(Stored data entries)
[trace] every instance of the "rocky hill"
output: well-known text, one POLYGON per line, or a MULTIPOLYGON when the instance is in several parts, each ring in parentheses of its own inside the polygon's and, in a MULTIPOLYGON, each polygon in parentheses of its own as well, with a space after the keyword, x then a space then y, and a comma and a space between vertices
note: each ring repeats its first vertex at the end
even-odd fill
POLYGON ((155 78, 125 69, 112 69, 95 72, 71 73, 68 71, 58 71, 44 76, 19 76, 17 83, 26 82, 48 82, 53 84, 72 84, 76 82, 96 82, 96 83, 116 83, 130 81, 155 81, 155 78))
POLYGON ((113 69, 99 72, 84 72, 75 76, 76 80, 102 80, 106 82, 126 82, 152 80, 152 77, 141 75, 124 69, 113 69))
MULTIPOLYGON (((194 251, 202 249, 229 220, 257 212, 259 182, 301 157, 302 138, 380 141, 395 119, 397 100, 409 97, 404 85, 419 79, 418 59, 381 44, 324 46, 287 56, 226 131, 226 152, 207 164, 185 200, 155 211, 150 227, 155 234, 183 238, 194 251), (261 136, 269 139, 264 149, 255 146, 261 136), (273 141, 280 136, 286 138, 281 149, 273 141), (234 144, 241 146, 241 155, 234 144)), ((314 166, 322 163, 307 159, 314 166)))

---

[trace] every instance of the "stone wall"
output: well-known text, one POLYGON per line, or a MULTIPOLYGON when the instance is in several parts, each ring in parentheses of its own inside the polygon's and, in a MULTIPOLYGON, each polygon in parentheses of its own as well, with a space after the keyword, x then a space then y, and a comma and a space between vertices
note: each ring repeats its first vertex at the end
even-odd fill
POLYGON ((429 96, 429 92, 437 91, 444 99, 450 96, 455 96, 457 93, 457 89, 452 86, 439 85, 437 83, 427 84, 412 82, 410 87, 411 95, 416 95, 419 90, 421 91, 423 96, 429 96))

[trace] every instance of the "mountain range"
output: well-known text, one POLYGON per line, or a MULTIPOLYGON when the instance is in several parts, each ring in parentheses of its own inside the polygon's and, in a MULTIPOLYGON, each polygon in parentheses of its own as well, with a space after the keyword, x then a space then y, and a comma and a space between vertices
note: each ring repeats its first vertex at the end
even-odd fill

* * *

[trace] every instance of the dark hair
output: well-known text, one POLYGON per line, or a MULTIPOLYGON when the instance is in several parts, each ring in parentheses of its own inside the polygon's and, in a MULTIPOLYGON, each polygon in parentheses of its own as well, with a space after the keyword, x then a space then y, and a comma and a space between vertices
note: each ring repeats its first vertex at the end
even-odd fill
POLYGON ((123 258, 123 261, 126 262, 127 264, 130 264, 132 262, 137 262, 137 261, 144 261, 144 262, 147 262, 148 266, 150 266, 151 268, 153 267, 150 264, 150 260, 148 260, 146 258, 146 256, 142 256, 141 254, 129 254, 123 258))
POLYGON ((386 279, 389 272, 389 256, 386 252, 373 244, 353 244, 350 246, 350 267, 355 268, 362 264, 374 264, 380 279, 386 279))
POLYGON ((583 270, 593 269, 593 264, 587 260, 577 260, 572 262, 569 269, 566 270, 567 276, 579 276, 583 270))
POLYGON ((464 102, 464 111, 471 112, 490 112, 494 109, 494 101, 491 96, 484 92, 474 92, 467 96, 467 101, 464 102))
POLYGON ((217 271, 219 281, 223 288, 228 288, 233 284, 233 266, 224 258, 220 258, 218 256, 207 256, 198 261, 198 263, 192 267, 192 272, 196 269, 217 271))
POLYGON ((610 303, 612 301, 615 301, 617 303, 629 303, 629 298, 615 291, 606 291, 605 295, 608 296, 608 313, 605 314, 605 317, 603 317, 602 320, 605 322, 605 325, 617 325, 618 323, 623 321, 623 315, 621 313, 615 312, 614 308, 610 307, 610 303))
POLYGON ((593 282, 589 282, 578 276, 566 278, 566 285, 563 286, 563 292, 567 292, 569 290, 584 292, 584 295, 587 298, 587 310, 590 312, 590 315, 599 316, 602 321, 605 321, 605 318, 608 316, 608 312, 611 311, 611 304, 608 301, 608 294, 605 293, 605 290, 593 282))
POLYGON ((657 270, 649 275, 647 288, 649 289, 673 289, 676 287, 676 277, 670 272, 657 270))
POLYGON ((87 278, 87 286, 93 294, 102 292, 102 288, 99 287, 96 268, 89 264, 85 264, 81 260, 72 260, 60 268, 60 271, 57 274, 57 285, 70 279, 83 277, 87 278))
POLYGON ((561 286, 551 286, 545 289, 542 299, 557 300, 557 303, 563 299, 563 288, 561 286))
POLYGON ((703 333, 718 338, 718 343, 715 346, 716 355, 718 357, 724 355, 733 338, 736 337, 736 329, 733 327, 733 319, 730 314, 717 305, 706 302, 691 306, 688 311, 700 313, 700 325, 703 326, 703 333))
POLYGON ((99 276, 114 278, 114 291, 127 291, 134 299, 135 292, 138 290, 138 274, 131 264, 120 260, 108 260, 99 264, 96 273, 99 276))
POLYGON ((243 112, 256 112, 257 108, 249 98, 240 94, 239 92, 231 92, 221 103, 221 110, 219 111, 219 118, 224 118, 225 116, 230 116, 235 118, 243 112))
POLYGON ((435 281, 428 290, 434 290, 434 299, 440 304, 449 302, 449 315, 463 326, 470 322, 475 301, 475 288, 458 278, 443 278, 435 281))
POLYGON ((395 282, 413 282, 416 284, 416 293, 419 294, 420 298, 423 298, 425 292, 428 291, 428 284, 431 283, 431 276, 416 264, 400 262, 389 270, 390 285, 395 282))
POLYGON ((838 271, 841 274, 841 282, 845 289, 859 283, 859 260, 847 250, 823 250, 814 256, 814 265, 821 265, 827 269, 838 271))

*WORK TASK*: Gather from the records above every line containing the string "trace".

*SOLUTION FOR THIS TASK*:
[trace] every instance of the "rocky hill"
[trace] every instance of the "stone wall"
[trace] every instance of the "mountain range"
[trace] every instance of the dark hair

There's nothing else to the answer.